_What you are asked to do_
Reproduce verbatim the part of the records that starts with the line containing "README: This detector" and continues through the end of the records, omitting the pictures.

_Records provided_
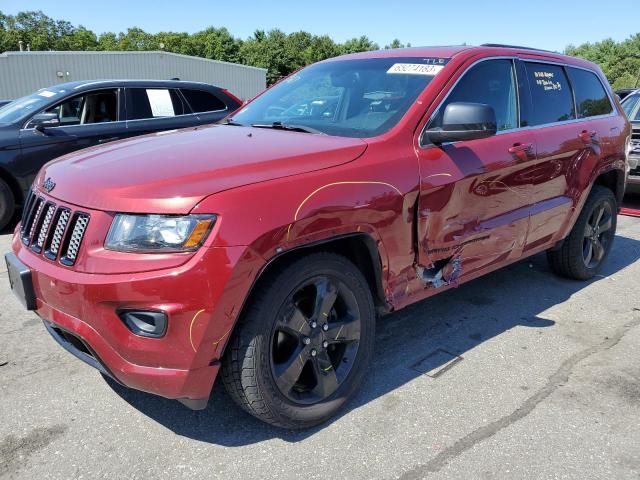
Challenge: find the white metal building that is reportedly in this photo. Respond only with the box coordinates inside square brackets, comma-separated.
[0, 52, 267, 100]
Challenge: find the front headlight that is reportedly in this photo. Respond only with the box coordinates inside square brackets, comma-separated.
[104, 213, 216, 253]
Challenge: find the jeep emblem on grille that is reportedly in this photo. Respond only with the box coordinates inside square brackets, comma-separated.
[42, 177, 56, 192]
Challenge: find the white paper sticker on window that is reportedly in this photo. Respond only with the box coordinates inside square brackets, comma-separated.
[387, 63, 444, 76]
[147, 89, 176, 117]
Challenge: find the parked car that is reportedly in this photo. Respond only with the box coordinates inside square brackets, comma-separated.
[6, 46, 630, 428]
[622, 90, 640, 189]
[0, 80, 241, 229]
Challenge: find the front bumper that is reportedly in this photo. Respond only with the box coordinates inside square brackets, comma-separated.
[13, 233, 250, 408]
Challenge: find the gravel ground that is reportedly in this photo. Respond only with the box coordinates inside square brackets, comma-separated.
[0, 217, 640, 480]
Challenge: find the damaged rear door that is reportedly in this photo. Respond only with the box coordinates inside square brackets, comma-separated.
[416, 58, 536, 287]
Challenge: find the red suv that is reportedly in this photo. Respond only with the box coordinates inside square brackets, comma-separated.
[6, 45, 630, 428]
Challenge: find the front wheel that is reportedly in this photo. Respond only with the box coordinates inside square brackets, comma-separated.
[222, 253, 375, 429]
[547, 185, 618, 280]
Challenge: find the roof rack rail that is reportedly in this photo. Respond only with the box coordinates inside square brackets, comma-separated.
[480, 43, 556, 53]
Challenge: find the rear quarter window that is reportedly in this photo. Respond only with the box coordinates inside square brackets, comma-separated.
[567, 67, 613, 118]
[181, 88, 227, 113]
[525, 62, 576, 126]
[127, 88, 191, 120]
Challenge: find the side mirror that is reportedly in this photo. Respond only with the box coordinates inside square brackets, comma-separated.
[425, 102, 498, 145]
[29, 113, 60, 132]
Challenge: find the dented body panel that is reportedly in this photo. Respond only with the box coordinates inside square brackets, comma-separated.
[13, 47, 629, 400]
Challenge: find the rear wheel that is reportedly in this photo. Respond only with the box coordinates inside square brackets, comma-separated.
[222, 253, 375, 429]
[0, 180, 16, 230]
[547, 185, 617, 280]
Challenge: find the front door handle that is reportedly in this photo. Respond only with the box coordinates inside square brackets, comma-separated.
[509, 142, 533, 162]
[578, 130, 598, 145]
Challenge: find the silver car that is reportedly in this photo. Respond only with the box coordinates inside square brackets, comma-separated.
[622, 90, 640, 192]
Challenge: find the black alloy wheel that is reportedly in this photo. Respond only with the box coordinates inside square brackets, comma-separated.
[271, 275, 360, 404]
[582, 197, 614, 268]
[222, 252, 376, 429]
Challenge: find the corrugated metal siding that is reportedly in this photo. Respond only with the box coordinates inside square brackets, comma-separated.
[0, 52, 267, 99]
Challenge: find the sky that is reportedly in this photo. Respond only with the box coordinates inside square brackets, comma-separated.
[0, 0, 640, 51]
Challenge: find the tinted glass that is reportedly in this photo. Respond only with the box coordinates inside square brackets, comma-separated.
[429, 60, 518, 130]
[567, 68, 613, 118]
[36, 90, 118, 127]
[233, 58, 446, 137]
[180, 88, 227, 113]
[622, 94, 640, 120]
[525, 62, 576, 125]
[127, 88, 190, 120]
[0, 88, 65, 123]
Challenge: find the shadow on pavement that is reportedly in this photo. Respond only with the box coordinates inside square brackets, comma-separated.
[108, 236, 640, 447]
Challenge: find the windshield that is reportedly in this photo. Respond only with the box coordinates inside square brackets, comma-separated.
[230, 58, 446, 138]
[0, 89, 64, 123]
[622, 94, 640, 120]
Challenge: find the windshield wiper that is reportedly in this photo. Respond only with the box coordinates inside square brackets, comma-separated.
[251, 122, 325, 135]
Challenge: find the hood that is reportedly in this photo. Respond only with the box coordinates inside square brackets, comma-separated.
[35, 125, 367, 214]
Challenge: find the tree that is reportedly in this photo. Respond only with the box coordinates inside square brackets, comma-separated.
[384, 38, 404, 50]
[565, 34, 640, 89]
[340, 35, 380, 54]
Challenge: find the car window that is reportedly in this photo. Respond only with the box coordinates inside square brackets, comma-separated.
[567, 67, 613, 118]
[0, 88, 64, 124]
[37, 89, 118, 128]
[525, 62, 576, 126]
[233, 57, 440, 138]
[622, 94, 640, 120]
[428, 59, 518, 135]
[180, 88, 227, 113]
[127, 88, 191, 120]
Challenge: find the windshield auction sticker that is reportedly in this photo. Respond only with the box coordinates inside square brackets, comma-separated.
[387, 63, 444, 77]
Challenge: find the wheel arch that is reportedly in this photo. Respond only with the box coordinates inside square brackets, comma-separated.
[592, 168, 625, 206]
[248, 232, 390, 313]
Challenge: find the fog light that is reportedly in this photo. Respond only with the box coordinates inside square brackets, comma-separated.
[118, 310, 167, 338]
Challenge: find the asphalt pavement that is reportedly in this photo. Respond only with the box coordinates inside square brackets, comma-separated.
[0, 212, 640, 480]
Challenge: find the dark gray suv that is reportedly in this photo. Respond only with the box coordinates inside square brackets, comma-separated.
[0, 80, 242, 229]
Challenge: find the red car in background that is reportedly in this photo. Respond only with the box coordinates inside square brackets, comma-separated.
[6, 45, 630, 428]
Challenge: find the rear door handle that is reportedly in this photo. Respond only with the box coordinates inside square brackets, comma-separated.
[509, 142, 533, 162]
[578, 130, 598, 145]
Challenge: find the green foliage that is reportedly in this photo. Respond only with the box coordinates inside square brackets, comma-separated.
[0, 11, 390, 84]
[565, 33, 640, 90]
[0, 11, 640, 89]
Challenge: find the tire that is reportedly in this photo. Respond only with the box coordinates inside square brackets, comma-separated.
[0, 180, 16, 231]
[547, 185, 618, 280]
[222, 252, 376, 429]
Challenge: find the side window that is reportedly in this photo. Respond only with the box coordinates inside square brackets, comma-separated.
[181, 88, 227, 113]
[622, 94, 640, 120]
[525, 62, 576, 126]
[127, 88, 191, 120]
[46, 90, 118, 127]
[567, 67, 613, 118]
[428, 60, 518, 135]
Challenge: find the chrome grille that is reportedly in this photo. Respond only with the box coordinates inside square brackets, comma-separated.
[60, 213, 89, 265]
[44, 208, 71, 260]
[20, 192, 89, 266]
[31, 203, 56, 252]
[22, 198, 44, 245]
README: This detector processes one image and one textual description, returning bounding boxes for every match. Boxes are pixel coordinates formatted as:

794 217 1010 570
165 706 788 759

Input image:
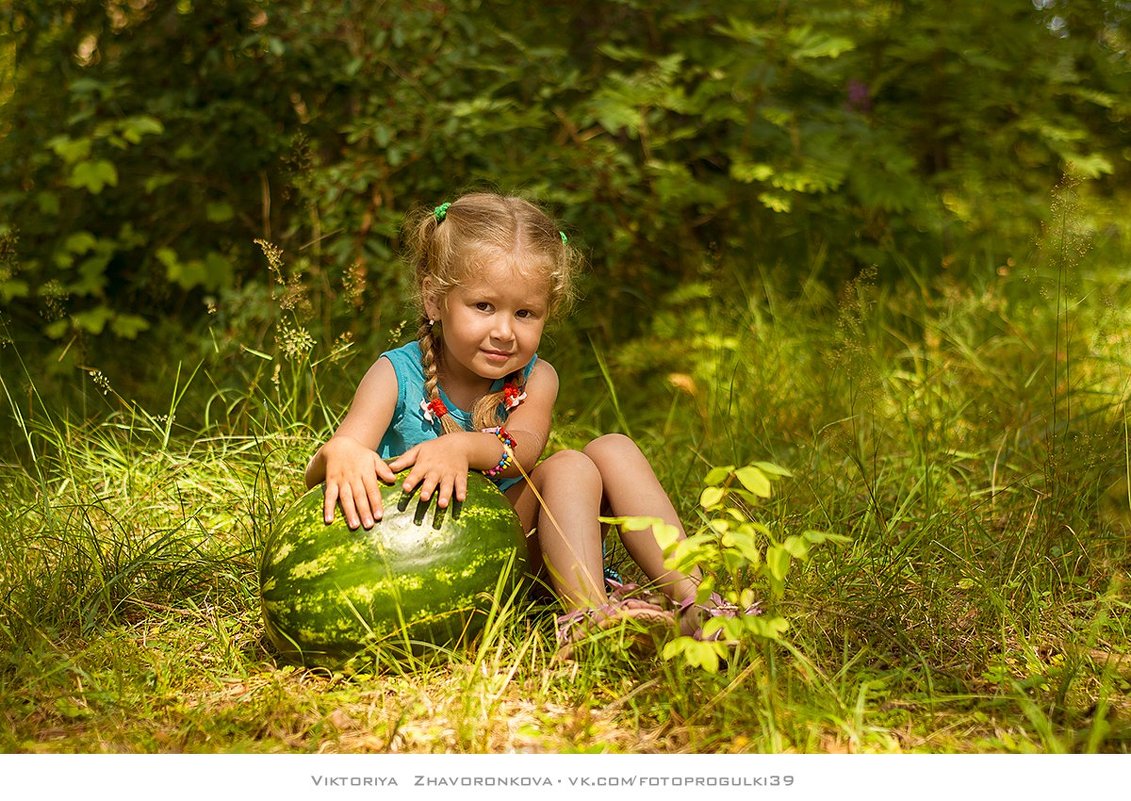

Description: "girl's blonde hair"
406 192 579 433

_Reply_
README: This detector processes one image and one textual description, returning bounding boxes for every match. Boxes are pixel coordinates formatted as:

794 217 1010 570
165 706 788 759

Input image:

Description: "girl's blonde hair"
406 192 579 433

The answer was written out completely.